Swap "locator" for "detector" throughout the stretch from the start of the rows through the line containing "(1125, 699)", and keep everything else the same. Leave the pictures out of your answer.

* START *

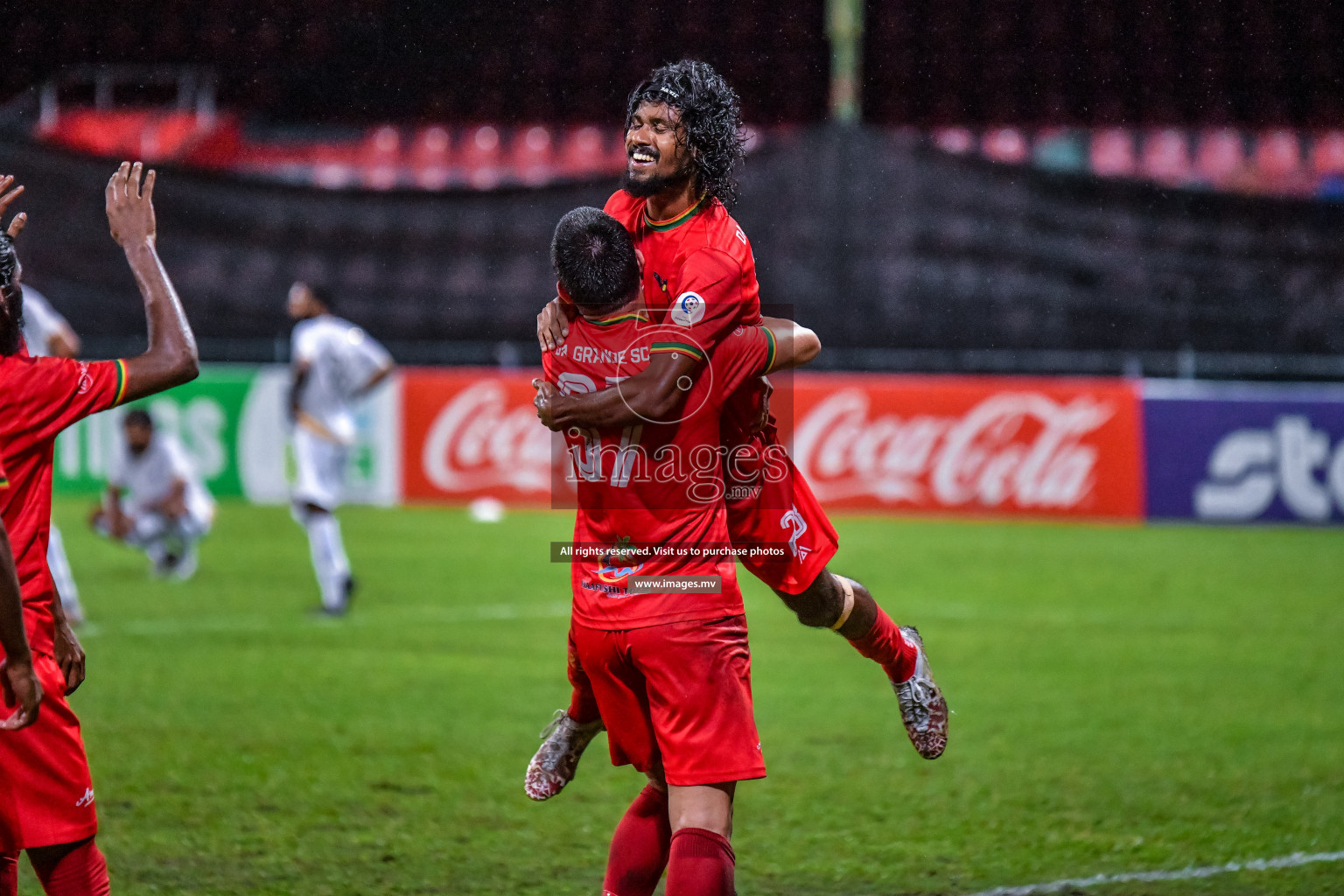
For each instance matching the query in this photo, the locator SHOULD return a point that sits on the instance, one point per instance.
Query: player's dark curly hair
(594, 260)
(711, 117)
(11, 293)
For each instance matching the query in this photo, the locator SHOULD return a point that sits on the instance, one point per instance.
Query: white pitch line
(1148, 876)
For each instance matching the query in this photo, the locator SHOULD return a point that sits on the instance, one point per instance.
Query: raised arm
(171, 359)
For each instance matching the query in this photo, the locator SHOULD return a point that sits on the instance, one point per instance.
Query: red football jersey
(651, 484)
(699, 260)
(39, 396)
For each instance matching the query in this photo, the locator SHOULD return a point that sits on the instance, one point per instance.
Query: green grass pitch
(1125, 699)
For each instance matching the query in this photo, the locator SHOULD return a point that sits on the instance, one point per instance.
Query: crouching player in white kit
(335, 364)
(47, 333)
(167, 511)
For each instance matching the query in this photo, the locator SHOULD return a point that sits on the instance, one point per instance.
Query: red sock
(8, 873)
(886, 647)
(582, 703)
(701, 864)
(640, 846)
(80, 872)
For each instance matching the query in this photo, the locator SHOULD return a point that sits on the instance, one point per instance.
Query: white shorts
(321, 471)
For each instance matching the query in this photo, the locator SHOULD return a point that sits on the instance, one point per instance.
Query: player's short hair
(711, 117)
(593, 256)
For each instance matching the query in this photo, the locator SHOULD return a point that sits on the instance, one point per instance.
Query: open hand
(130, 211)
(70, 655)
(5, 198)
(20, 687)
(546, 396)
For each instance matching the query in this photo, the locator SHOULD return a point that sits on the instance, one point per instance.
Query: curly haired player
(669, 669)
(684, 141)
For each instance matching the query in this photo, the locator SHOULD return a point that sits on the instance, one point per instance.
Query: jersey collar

* END *

▸ RESPONSE BELOW:
For each instance matching the query in this photo, the detector SHOULD return a point that sits on the instance, one point per instance.
Query: player's dark curly hair
(594, 260)
(711, 117)
(11, 293)
For each instance matching the query in this photo, the detector SHOULD return a point that sits on the instance, one point per instance.
Query: white pitch line
(1148, 876)
For each instance matching the query in this photo, the detector SHOULD return a point that sits on the instance, one point per instance.
Query: raised arm
(171, 359)
For each instance matching the query in this photo, the detector SHOULD return a point that sits on the instance, one point per instance.
Query: red football jersey
(651, 484)
(699, 260)
(39, 396)
For each instance matching the query in this photo, the detector SHOULD return a point that sits on the instance, one point per instance.
Query: green grass pitch
(1125, 699)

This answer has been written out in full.